◆ **Assignment A**:
Please answer these about the book reviews, each in a few words:
(i) How many days did it take to finish Furiously Happy?
(ii) Where was Miss Peregrine's Home for Peculiar Children first seen?
(iii) Which award was The Princess Saves Herself in This One listed for?
◆ **Assignment B**:
Reproduce the passage of the book reviews starting at "The Princess Saves" and ending at "here and there.".
◆ **Assignment C**:
Summarize the book reviews in two sentences.
---------- Page extract ----------
Furiously Happy, a Funny Book About Horrible Things by Jenny Lawson
I saw this book in a wrap-up, I thought “I have to read it” and after three or four days I had finished it. It’s that good. It’s a collection of essays about basically everything that happens in the author’s life, told with a big dose of humor. I appreciated Mrs. Lawson being open about her dealing with mental illness: she has a way of with words that make you laugh even when you’d like to cry (which isn’t bad) and describes her experience in such a way that you can’t but relate. We’ve all been through horrible things, after all.

Miss Peregrine’s Home for Peculiar Children
Saw on a YT channel, I thought I was going to read an eerie story and got…nice vintage photographs. Don’t get me wrong, the story and the writing aren’t bad, they’re just not what I was told they were: horror or at least creepy. It really wasn’t to me, so it felt like a bit of a letdown (and no, I’m not intendioned to go on with the series: it didn’t catch my attention).

The Princess Saves Herself in This One by Amanda Lovelace
Written by a girl whose booklr I used to follow, this is a collection of poetry. I gave in to buying it when I saw it was listed for the 2016 Goodreads award and it didn’t disappoint: the poetry, modern in style, is touching and some poems are so relatable to my own experience in adolescence that I almost cried here and there.
---------- Data extract ----------
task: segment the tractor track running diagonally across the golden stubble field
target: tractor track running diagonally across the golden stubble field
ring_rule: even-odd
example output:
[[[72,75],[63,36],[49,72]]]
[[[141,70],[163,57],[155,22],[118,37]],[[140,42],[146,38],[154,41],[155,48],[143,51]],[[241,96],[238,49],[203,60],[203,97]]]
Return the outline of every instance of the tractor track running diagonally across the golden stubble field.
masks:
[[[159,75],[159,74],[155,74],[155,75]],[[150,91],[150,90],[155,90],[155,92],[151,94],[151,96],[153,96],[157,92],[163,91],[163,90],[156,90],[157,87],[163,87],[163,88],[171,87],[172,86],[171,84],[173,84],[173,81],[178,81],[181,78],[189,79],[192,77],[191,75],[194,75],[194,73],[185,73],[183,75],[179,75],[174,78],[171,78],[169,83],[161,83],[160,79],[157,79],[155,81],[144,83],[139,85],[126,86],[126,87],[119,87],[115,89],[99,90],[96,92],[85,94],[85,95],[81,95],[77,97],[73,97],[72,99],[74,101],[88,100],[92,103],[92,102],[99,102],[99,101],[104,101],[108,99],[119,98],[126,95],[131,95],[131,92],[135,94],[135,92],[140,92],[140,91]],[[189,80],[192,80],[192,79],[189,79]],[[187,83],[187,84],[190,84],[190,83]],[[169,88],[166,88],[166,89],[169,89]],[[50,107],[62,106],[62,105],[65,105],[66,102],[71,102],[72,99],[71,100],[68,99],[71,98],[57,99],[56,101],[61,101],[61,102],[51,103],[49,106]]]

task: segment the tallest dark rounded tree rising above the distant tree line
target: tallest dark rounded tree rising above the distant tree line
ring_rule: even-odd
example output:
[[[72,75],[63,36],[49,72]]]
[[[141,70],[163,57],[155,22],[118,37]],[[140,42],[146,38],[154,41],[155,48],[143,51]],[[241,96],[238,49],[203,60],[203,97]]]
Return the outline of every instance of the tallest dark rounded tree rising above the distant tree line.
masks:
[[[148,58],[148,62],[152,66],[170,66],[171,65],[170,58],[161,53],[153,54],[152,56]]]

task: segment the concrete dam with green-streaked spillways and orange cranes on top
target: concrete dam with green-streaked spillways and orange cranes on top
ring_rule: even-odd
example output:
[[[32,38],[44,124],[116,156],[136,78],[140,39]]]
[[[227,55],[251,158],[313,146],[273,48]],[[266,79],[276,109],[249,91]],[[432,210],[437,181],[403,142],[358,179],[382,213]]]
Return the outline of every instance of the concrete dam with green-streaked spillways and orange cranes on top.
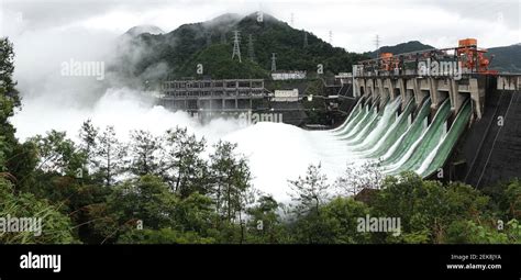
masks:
----------
◆ **Written answer A**:
(i) Three or four days.
(ii) On a YT channel.
(iii) The 2016 Goodreads award.

◆ **Written answer B**:
The Princess Saves Herself in This One by Amanda Lovelace
Written by a girl whose booklr I used to follow, this is a collection of poetry. I gave in to buying it when I saw it was listed for the 2016 Goodreads award and it didn’t disappoint: the poetry, modern in style, is touching and some poems are so relatable to my own experience in adolescence that I almost cried here and there.

◆ **Written answer C**:
Furiously Happy is a humorous essay collection whose author writes openly about mental illness in a way that makes you laugh and relate. Miss Peregrine's Home for Peculiar Children was a letdown because it was not the horror or creepy story promised, while the poetry collection The Princess Saves Herself in This One was touching and relatable.